Material provided:
---

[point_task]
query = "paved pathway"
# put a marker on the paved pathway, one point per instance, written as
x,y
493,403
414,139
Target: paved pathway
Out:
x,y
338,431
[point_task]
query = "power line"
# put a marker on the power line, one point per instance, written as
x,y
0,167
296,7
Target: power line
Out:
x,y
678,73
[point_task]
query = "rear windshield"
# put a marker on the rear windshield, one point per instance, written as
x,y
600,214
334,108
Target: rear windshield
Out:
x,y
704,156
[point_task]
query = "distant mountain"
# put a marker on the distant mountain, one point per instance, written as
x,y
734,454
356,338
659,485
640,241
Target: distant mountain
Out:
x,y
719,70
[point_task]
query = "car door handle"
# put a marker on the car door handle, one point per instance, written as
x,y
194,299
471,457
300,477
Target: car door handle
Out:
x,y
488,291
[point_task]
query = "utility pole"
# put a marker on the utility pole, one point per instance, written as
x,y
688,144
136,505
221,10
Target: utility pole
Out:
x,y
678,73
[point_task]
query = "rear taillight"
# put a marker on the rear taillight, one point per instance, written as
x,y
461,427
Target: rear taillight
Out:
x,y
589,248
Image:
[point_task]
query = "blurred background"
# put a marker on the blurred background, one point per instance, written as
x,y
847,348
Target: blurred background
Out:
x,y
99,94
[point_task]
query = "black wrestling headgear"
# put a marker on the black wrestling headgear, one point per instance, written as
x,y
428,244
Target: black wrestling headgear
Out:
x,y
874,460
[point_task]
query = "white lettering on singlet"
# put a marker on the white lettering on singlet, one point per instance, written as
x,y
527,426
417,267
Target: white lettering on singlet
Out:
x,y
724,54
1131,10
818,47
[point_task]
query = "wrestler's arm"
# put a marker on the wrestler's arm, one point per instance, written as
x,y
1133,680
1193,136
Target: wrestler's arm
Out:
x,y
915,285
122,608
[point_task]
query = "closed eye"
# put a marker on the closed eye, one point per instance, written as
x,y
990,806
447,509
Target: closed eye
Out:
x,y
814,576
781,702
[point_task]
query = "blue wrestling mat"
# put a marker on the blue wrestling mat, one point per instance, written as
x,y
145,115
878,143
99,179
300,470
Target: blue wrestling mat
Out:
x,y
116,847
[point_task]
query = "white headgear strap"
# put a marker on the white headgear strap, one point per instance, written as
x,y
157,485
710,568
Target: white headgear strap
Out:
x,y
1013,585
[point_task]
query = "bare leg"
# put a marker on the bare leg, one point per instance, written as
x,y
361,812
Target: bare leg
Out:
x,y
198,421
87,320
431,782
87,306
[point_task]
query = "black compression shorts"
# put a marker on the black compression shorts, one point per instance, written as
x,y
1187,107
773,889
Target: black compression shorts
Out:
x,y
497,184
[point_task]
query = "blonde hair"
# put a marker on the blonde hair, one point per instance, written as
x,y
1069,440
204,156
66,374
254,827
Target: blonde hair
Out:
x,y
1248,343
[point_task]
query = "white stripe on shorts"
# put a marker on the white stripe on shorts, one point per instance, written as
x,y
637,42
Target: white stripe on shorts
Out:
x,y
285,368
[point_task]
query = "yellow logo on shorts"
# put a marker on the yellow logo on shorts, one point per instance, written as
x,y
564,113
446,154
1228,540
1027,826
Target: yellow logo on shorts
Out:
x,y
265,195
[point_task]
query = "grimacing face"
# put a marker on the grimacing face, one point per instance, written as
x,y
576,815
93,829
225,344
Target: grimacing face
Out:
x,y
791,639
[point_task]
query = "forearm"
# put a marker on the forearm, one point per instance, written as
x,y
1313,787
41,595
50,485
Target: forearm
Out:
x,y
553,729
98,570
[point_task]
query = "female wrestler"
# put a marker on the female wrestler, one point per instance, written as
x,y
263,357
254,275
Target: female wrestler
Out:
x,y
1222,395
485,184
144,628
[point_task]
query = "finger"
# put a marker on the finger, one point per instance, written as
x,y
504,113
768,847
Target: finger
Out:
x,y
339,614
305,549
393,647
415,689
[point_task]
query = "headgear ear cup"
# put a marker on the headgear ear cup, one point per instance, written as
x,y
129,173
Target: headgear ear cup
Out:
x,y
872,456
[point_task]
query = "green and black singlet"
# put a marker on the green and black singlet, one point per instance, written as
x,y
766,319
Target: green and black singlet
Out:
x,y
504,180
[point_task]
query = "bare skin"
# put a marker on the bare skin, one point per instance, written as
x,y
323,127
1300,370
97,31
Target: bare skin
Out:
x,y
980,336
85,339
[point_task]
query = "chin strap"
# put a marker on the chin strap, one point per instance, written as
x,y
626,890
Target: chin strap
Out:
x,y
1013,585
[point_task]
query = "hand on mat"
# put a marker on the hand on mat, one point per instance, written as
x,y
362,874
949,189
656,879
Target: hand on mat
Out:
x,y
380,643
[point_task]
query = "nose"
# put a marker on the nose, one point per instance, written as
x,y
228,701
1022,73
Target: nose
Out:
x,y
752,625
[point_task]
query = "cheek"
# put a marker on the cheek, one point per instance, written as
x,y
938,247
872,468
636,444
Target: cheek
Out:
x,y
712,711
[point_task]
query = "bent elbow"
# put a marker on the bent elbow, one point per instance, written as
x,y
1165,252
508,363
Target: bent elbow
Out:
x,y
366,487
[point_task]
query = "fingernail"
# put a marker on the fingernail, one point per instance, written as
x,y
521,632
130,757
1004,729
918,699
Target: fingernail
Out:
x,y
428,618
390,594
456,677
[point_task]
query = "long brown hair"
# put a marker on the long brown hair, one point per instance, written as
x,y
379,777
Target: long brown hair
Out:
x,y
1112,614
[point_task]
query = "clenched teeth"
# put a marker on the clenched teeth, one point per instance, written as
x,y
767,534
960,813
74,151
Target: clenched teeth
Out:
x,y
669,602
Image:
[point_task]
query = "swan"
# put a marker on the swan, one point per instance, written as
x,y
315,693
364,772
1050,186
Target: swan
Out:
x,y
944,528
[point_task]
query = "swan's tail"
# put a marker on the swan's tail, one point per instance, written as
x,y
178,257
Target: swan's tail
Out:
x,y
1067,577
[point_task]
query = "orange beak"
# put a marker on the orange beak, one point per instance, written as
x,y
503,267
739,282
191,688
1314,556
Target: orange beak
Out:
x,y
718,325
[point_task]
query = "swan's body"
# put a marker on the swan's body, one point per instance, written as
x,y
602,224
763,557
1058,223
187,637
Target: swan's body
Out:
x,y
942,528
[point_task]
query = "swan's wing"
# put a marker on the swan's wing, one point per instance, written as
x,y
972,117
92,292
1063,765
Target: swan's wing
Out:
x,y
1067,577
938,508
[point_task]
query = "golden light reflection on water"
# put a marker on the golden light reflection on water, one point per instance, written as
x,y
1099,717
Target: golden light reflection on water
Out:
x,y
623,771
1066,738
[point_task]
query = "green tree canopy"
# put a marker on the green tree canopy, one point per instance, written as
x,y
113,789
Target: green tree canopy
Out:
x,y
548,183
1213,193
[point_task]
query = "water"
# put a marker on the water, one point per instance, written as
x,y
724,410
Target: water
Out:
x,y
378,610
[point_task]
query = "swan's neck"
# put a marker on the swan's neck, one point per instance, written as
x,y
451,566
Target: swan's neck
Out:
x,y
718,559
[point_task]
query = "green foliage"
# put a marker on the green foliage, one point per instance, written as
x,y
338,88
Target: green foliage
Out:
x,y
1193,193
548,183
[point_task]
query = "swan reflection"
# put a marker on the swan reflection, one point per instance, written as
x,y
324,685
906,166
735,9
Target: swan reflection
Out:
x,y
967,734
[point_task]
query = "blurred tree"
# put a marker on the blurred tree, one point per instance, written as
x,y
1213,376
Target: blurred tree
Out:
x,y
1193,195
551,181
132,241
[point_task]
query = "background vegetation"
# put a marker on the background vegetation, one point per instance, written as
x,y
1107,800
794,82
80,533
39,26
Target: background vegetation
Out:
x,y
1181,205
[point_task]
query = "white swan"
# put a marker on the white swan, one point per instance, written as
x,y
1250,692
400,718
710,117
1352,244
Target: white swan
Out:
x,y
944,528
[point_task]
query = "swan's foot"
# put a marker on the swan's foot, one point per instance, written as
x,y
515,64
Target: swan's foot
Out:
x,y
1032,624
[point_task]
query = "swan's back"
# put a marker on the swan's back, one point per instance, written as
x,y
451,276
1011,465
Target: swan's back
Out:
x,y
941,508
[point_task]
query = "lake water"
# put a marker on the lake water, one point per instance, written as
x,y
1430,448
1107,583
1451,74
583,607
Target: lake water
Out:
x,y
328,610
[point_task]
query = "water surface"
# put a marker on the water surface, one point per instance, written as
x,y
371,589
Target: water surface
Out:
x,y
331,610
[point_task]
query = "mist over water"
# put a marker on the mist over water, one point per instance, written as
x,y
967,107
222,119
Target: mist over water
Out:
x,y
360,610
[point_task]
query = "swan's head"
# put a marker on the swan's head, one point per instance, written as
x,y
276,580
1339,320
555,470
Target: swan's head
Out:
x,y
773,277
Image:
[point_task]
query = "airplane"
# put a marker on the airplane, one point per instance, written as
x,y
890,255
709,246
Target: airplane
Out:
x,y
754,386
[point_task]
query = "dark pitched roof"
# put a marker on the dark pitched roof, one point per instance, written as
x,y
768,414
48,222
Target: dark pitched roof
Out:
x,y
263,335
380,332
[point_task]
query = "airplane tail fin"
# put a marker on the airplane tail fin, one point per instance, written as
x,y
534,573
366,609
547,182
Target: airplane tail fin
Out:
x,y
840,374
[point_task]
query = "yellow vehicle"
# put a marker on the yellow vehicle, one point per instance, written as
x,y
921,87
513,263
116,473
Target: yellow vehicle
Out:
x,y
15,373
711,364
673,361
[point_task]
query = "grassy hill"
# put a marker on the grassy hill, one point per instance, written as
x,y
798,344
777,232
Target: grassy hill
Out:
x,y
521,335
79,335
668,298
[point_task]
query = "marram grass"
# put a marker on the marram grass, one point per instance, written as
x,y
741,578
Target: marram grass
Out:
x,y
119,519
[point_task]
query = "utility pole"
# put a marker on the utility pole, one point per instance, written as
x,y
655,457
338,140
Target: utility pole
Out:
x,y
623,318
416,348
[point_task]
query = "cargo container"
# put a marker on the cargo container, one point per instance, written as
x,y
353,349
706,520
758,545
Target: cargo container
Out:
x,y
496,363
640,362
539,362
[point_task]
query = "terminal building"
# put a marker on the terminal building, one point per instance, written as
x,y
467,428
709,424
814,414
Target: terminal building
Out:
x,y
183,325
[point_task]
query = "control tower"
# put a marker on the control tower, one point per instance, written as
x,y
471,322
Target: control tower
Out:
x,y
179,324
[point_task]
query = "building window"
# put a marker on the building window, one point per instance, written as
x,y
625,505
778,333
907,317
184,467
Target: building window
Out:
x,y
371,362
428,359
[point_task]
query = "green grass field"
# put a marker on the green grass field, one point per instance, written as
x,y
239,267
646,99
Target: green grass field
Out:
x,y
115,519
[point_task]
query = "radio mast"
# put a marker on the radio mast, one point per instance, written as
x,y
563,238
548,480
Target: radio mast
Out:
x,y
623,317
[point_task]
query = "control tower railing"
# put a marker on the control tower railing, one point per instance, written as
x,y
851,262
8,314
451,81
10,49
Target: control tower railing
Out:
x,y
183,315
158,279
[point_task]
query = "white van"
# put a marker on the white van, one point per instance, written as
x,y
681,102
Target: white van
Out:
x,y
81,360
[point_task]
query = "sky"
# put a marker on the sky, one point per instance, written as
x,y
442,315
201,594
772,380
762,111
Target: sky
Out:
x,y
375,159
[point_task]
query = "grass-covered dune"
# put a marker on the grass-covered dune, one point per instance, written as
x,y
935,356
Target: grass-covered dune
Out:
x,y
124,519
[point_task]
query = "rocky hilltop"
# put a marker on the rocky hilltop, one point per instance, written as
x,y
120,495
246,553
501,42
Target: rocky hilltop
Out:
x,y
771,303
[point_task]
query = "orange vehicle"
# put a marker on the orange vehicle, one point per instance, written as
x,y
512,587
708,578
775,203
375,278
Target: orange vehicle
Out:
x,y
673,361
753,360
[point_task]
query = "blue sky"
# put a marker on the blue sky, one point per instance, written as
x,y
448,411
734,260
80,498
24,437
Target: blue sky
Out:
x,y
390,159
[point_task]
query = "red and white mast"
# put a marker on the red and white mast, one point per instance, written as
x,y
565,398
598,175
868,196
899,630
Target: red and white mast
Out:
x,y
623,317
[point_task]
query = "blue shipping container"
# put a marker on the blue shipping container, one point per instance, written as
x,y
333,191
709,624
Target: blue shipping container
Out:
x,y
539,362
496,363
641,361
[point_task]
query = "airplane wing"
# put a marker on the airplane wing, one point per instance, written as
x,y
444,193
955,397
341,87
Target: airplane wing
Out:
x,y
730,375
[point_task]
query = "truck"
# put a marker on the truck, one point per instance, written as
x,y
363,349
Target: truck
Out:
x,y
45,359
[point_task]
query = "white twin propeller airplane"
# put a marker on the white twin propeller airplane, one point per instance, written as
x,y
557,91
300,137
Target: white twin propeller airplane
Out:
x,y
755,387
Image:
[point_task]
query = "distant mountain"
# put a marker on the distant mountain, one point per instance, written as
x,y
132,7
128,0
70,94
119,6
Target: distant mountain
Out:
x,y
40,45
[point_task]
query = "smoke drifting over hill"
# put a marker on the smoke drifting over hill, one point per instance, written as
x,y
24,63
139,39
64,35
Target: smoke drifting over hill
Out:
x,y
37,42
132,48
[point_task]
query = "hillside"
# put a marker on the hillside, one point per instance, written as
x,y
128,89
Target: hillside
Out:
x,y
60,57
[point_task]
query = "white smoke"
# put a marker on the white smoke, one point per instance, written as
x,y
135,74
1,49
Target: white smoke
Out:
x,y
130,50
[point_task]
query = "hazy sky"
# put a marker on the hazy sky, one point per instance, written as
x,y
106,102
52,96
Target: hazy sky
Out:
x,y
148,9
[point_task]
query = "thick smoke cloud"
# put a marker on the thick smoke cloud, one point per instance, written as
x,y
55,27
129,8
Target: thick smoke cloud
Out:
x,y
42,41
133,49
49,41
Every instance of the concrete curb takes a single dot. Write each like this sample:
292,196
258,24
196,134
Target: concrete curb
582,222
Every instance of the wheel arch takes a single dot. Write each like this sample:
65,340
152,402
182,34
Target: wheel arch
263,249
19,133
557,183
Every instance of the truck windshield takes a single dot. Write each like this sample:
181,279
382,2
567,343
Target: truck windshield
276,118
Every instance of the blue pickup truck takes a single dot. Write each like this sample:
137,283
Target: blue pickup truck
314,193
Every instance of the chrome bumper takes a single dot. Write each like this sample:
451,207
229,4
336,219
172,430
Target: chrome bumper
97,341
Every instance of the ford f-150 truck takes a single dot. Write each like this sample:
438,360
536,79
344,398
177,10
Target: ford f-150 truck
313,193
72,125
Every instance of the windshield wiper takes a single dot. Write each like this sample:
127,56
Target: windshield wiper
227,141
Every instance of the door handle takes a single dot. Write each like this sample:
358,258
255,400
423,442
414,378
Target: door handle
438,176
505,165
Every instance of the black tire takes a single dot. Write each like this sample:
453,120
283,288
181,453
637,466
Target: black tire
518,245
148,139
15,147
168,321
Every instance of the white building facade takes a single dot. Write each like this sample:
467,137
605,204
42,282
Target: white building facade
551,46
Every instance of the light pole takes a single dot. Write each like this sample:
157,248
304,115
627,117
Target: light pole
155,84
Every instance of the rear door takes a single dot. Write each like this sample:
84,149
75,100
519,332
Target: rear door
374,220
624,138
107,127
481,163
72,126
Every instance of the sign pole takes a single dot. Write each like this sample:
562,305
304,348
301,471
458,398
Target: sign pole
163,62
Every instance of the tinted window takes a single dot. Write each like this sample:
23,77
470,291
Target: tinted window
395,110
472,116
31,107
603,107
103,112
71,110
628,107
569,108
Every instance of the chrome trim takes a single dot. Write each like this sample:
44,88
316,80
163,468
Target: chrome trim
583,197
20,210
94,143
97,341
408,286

---

Exercise: Copy the lines above that hold the word "control".

Task response:
query = "control tower"
# put a marker on the control tower, one point per instance, written as
Target: control tower
query = "control tower railing"
# put a marker on the control tower railing, one point per instance, written as
Target: control tower railing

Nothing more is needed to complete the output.